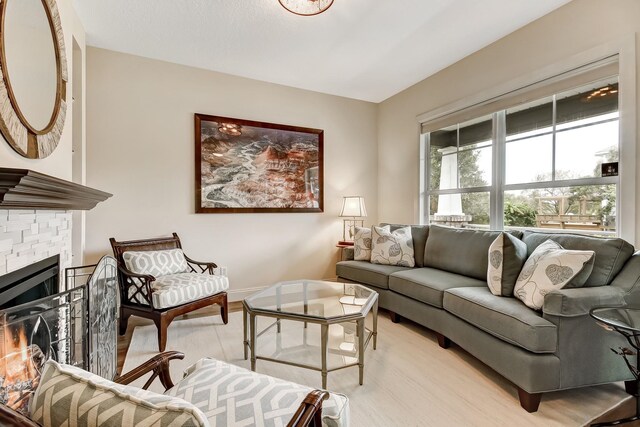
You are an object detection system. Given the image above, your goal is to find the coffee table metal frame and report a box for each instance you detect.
[242,281,378,389]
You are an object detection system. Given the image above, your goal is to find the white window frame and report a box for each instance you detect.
[417,36,637,244]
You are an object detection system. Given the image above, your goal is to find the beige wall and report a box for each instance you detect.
[84,48,378,299]
[378,0,640,243]
[0,0,85,181]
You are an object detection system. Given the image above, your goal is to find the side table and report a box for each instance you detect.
[590,307,640,426]
[336,243,353,261]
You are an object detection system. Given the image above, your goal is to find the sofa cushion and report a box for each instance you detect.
[514,240,594,310]
[336,260,411,290]
[487,232,528,296]
[521,231,634,287]
[443,287,558,353]
[381,224,429,268]
[424,226,523,281]
[371,225,415,267]
[123,248,189,277]
[388,268,486,308]
[167,358,349,427]
[30,360,209,427]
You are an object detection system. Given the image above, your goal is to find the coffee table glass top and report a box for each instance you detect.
[244,280,376,320]
[590,307,640,333]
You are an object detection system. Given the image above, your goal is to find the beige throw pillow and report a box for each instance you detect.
[353,225,389,261]
[487,232,528,296]
[513,239,595,310]
[370,225,415,267]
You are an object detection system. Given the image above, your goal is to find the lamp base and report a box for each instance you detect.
[342,219,364,243]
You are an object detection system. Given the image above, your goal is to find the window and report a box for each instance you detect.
[422,78,619,235]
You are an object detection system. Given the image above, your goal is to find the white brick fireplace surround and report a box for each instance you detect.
[0,209,72,276]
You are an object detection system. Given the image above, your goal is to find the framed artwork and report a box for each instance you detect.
[195,114,323,213]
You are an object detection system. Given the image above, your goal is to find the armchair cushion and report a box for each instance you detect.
[166,358,349,427]
[30,360,209,427]
[123,249,189,277]
[129,273,229,309]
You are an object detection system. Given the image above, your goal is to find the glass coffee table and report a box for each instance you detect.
[243,280,378,389]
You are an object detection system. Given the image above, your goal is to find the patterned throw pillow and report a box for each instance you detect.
[370,225,415,267]
[123,249,189,277]
[353,225,389,261]
[29,360,209,427]
[487,232,528,296]
[513,239,595,310]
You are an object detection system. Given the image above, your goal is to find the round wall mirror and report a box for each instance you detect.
[0,0,68,159]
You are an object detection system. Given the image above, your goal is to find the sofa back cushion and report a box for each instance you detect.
[424,226,523,281]
[30,360,209,427]
[381,224,429,268]
[521,231,634,287]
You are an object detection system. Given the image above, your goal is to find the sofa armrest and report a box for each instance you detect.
[543,286,626,318]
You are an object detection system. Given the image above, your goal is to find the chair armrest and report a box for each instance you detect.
[0,403,40,427]
[184,254,217,274]
[117,264,155,305]
[114,351,184,391]
[286,390,329,427]
[543,286,626,318]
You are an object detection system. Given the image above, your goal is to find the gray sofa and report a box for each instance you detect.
[336,224,640,412]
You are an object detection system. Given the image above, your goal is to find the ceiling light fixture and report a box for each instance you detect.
[278,0,334,16]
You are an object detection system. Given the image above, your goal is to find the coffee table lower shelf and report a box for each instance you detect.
[242,300,378,389]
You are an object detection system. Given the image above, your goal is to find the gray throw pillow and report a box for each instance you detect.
[487,232,527,296]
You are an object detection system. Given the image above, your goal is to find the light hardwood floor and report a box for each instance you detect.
[116,303,637,425]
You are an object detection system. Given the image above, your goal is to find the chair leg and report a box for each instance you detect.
[220,293,229,325]
[119,311,131,336]
[154,315,172,352]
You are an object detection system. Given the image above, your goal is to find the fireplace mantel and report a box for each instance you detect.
[0,168,111,210]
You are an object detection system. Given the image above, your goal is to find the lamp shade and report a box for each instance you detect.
[340,196,367,217]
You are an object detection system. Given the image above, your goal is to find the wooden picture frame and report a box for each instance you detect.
[195,114,323,213]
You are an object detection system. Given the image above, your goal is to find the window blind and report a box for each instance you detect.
[420,55,619,134]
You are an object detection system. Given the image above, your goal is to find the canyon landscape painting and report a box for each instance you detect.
[195,114,323,213]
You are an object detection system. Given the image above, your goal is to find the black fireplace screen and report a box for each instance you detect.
[0,256,118,414]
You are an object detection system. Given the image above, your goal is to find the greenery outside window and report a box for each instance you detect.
[422,78,619,235]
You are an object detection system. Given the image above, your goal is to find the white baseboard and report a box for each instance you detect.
[227,286,267,302]
[227,277,340,302]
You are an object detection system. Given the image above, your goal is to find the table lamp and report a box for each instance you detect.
[339,196,367,245]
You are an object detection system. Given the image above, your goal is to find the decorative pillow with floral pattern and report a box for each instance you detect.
[353,225,389,261]
[370,226,415,267]
[513,239,595,310]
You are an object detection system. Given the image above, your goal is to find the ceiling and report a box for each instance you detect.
[72,0,571,103]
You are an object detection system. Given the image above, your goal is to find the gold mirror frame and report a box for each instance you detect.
[0,0,68,159]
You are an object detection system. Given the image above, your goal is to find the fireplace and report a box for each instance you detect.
[0,255,60,310]
[0,256,118,415]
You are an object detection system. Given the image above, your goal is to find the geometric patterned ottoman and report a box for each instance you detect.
[165,358,350,427]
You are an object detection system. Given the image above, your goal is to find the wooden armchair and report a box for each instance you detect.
[110,233,228,351]
[0,352,330,427]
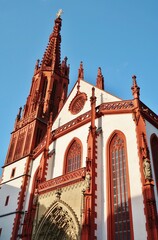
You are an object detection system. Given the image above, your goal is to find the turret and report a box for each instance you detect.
[5,12,69,164]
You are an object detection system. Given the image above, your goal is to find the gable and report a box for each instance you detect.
[52,79,121,130]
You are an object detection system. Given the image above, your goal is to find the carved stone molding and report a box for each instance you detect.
[33,200,80,240]
[99,100,134,112]
[69,92,87,115]
[140,101,158,128]
[38,168,86,193]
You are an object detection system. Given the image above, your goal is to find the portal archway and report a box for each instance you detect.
[33,200,80,240]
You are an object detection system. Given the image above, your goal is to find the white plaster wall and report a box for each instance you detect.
[23,153,42,211]
[0,179,22,215]
[51,123,90,178]
[1,157,27,183]
[145,120,158,211]
[46,142,55,180]
[95,113,147,240]
[16,154,43,236]
[0,157,28,239]
[0,214,15,240]
[145,120,158,138]
[52,79,121,130]
[95,129,106,239]
[0,157,28,215]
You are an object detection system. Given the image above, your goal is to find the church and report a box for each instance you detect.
[0,11,158,240]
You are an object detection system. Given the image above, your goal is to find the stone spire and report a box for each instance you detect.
[96,67,104,90]
[40,14,62,73]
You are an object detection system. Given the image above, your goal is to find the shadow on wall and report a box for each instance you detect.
[24,189,158,240]
[0,184,157,239]
[0,183,24,239]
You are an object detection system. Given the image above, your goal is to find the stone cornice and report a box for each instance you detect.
[14,112,47,131]
[38,167,86,194]
[32,99,158,159]
[140,101,158,128]
[53,110,91,139]
[98,100,134,114]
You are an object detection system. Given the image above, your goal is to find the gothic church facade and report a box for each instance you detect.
[0,14,158,240]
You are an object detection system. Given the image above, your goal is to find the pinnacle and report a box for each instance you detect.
[96,67,104,90]
[131,75,140,99]
[78,61,84,79]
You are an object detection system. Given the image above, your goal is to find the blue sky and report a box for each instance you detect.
[0,0,158,172]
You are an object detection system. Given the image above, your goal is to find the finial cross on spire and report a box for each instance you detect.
[56,9,63,18]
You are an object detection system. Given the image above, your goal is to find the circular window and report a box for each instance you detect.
[69,93,87,115]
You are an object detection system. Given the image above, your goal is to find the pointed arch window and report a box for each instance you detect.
[41,78,48,99]
[65,139,82,173]
[108,132,133,240]
[150,134,158,189]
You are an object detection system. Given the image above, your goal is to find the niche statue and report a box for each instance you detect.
[143,158,152,180]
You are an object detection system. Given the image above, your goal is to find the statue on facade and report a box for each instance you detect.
[56,9,63,18]
[143,157,152,181]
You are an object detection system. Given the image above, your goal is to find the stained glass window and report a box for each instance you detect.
[109,133,133,240]
[66,140,81,173]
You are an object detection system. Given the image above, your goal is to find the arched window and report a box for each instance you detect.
[150,134,158,189]
[108,132,133,240]
[65,139,82,173]
[42,78,48,99]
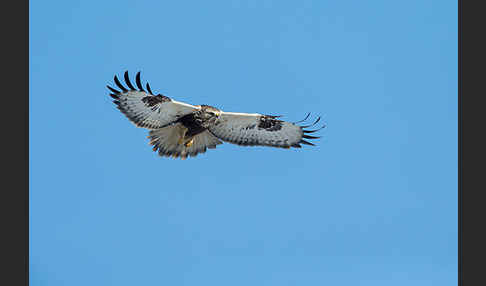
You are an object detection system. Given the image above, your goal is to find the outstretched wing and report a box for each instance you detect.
[107,71,200,129]
[208,112,324,148]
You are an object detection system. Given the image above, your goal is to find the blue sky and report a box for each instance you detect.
[30,1,457,285]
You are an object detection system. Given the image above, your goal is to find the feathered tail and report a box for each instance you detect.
[148,123,223,159]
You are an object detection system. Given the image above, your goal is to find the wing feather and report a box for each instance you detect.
[209,112,322,148]
[107,71,200,129]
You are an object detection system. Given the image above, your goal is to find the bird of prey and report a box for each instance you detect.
[107,71,324,159]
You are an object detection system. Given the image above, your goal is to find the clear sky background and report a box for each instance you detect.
[30,1,457,285]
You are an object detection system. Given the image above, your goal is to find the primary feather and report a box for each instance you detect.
[108,72,199,129]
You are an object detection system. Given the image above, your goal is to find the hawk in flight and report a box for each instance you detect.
[108,71,324,159]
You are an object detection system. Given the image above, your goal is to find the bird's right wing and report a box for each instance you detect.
[208,111,323,148]
[107,71,200,129]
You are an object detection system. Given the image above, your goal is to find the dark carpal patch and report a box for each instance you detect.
[242,124,256,130]
[141,94,170,107]
[258,116,283,131]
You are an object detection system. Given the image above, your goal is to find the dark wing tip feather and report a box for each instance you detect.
[302,134,320,139]
[146,83,154,95]
[107,85,120,94]
[293,112,311,124]
[135,72,145,91]
[294,114,326,146]
[300,116,321,128]
[303,127,324,133]
[114,75,128,92]
[302,120,326,134]
[124,71,136,90]
[300,139,315,146]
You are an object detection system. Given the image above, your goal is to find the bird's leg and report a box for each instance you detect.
[184,137,194,147]
[177,125,189,145]
[176,125,194,147]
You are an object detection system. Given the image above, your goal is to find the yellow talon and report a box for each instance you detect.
[184,138,194,147]
[177,125,188,145]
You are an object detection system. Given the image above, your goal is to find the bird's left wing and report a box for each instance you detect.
[107,71,200,129]
[208,112,323,148]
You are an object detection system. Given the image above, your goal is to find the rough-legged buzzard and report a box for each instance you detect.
[108,71,324,159]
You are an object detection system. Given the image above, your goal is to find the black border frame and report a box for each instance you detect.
[4,0,478,285]
[458,0,462,284]
[3,0,28,285]
[459,0,485,284]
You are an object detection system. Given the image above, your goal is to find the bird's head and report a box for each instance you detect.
[200,105,222,119]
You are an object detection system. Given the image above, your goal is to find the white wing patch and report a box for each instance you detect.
[209,112,323,148]
[108,71,199,129]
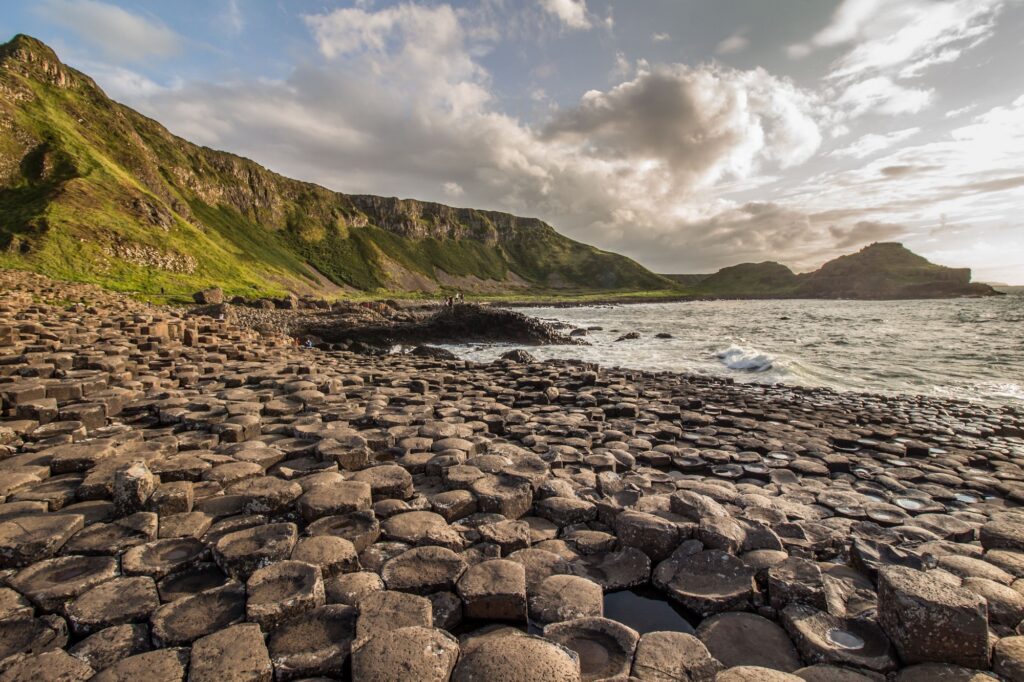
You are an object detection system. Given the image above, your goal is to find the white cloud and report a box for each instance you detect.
[835,76,933,117]
[36,0,181,61]
[829,127,921,159]
[652,32,671,43]
[116,2,828,274]
[789,0,1005,125]
[826,0,1004,81]
[716,30,750,55]
[443,181,465,197]
[610,51,632,79]
[222,0,244,36]
[944,103,978,118]
[539,0,591,30]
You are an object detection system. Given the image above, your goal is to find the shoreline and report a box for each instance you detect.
[2,269,1024,680]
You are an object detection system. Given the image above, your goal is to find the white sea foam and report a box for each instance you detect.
[715,345,775,372]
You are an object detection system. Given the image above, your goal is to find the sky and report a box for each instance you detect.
[3,0,1024,283]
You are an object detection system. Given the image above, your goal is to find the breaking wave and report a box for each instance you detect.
[715,345,775,372]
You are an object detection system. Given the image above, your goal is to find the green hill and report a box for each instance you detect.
[0,35,673,299]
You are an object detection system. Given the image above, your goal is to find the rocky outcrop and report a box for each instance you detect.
[671,243,1000,299]
[298,303,586,348]
[2,269,1024,679]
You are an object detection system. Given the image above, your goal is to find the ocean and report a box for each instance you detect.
[441,295,1024,408]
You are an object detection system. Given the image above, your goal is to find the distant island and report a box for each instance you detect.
[664,242,1000,299]
[0,36,1000,303]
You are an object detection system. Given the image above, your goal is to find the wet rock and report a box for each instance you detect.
[631,629,722,681]
[500,349,537,363]
[352,626,460,682]
[877,565,989,668]
[571,546,652,591]
[781,603,897,673]
[544,617,640,682]
[457,558,528,621]
[189,622,272,682]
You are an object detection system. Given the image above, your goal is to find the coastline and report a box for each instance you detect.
[2,269,1023,679]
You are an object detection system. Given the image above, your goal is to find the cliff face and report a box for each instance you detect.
[0,35,671,297]
[797,243,995,299]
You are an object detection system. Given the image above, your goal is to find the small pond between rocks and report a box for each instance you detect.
[603,587,696,635]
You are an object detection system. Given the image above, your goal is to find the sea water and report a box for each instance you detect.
[441,295,1024,407]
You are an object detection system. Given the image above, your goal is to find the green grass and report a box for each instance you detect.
[0,34,681,301]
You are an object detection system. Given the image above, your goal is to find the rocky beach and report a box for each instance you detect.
[0,270,1023,681]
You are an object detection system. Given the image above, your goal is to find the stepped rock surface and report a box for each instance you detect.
[1,269,1023,679]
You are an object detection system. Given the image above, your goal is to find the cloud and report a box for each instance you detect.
[790,0,1004,81]
[443,181,465,197]
[36,0,181,61]
[652,32,671,43]
[828,220,905,248]
[716,30,750,55]
[835,76,933,117]
[222,0,244,36]
[543,64,822,187]
[110,2,829,276]
[789,0,1006,127]
[825,0,1005,81]
[539,0,591,30]
[829,127,921,159]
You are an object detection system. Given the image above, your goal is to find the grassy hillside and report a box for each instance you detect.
[0,35,673,299]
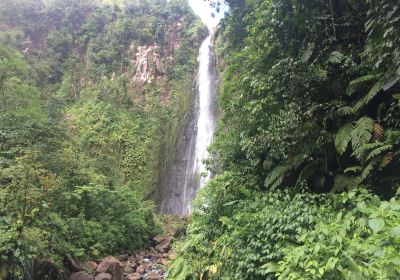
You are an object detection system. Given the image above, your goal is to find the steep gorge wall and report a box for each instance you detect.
[0,0,208,200]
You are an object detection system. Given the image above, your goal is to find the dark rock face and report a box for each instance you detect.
[157,82,199,215]
[65,254,84,272]
[32,258,61,280]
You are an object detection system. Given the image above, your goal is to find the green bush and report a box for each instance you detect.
[170,183,400,279]
[277,190,400,279]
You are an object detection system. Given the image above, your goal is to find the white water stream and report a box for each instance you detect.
[182,33,216,213]
[159,1,226,215]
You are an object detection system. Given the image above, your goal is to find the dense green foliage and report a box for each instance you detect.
[0,0,203,278]
[169,0,400,279]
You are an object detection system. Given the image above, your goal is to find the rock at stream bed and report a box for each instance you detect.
[94,273,112,280]
[136,264,146,274]
[96,256,123,280]
[84,261,98,272]
[126,272,142,280]
[70,271,93,280]
[155,238,171,253]
[146,271,162,280]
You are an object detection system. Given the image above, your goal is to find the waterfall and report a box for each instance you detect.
[183,33,217,213]
[159,31,218,215]
[192,35,216,185]
[158,1,224,215]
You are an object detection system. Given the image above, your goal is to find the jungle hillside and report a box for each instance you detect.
[1,0,400,280]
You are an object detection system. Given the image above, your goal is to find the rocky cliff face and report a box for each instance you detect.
[131,44,163,85]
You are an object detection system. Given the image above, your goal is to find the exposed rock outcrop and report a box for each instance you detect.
[131,44,164,85]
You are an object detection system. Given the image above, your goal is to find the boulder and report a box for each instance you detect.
[97,256,119,273]
[94,273,112,280]
[126,272,142,280]
[136,265,146,274]
[118,254,129,261]
[155,238,171,253]
[84,261,98,272]
[70,271,93,280]
[156,258,169,266]
[135,254,144,262]
[123,265,135,274]
[96,256,123,280]
[146,272,161,280]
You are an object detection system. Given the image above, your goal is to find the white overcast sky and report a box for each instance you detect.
[188,0,227,29]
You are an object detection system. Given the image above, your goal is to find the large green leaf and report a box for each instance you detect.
[368,218,385,233]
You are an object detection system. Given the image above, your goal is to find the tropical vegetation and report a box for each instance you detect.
[169,0,400,279]
[0,0,203,278]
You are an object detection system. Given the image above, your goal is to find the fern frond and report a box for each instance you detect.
[346,74,380,96]
[385,130,400,144]
[333,174,362,192]
[352,142,383,163]
[351,117,374,151]
[335,123,355,155]
[338,106,354,116]
[264,165,289,189]
[379,152,394,169]
[344,166,363,174]
[353,80,383,112]
[361,161,376,181]
[365,144,393,162]
[373,122,384,140]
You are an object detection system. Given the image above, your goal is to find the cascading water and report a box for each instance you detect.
[159,2,223,215]
[192,35,215,187]
[159,32,217,215]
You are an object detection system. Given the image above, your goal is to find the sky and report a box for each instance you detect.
[188,0,228,30]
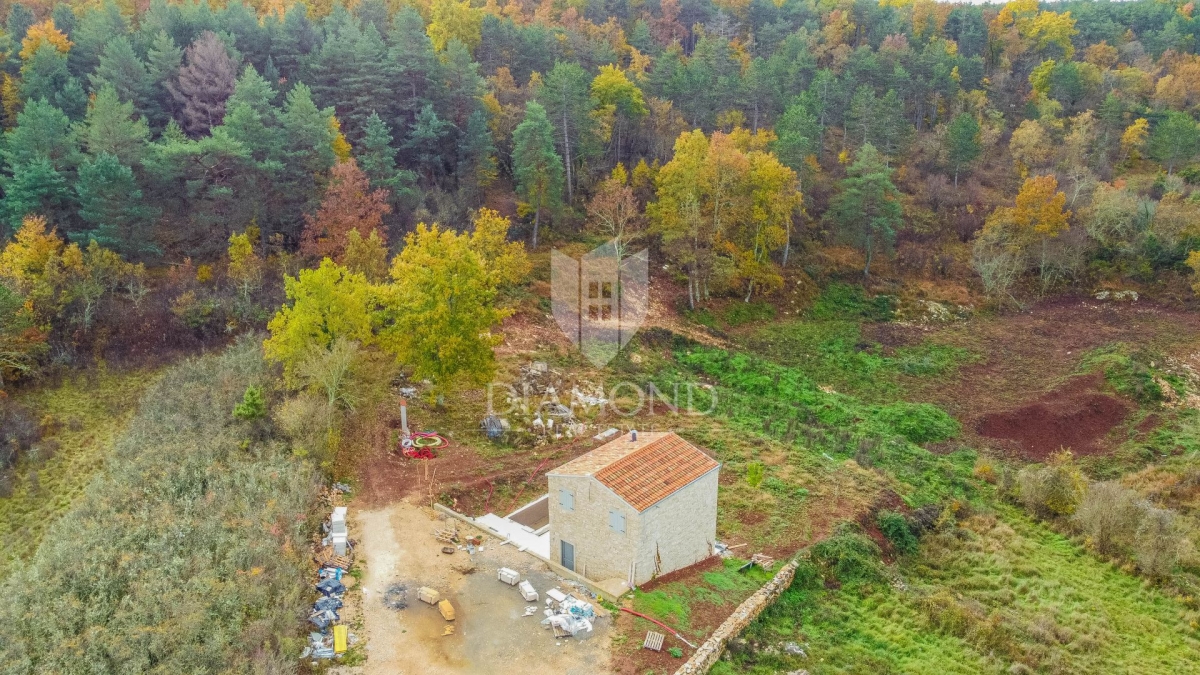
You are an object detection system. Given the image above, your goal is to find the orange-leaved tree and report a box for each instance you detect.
[300,159,391,262]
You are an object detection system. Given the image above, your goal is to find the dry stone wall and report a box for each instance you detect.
[673,557,801,675]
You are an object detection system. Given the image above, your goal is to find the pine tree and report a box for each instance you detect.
[434,39,483,128]
[20,42,85,119]
[50,4,76,37]
[169,31,237,136]
[226,64,277,118]
[142,128,254,256]
[403,104,451,185]
[387,8,438,130]
[276,84,336,241]
[946,112,981,187]
[80,85,150,168]
[3,98,81,172]
[75,152,156,256]
[511,100,564,249]
[66,0,126,78]
[828,143,902,278]
[271,6,318,85]
[1149,111,1200,175]
[1,157,73,232]
[456,108,497,207]
[340,25,394,142]
[145,31,183,130]
[358,112,417,210]
[89,36,155,124]
[542,61,597,202]
[5,4,35,47]
[304,7,361,118]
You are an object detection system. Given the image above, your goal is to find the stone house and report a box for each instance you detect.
[546,431,720,588]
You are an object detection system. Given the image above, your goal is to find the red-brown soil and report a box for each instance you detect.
[887,297,1200,458]
[976,372,1133,460]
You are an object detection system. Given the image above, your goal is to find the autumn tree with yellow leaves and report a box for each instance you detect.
[650,128,800,306]
[973,175,1077,299]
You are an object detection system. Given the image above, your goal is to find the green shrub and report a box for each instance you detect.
[811,523,884,586]
[877,511,919,555]
[669,646,684,658]
[745,461,765,487]
[809,283,894,321]
[232,385,266,421]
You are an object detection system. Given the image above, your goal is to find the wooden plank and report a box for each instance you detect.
[643,631,665,651]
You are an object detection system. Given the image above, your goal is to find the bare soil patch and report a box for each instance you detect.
[903,297,1200,457]
[976,373,1133,460]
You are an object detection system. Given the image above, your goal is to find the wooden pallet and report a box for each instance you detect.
[313,546,353,570]
[643,631,665,651]
[433,523,459,544]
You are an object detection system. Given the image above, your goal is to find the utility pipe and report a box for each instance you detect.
[619,607,698,649]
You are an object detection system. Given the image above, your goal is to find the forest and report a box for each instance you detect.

== TASK ITEM ==
Output, and output only, the lines from the one containing "find the utility" through the last line of the data above.

== RESULT ==
You are an object detection system. Given the image above, your goal is to find the utility pipe and report a box for each instance you detect.
[619,607,698,649]
You are an object detection system. Given the image above, your goal is to find the forest and report a box for each instance you detect.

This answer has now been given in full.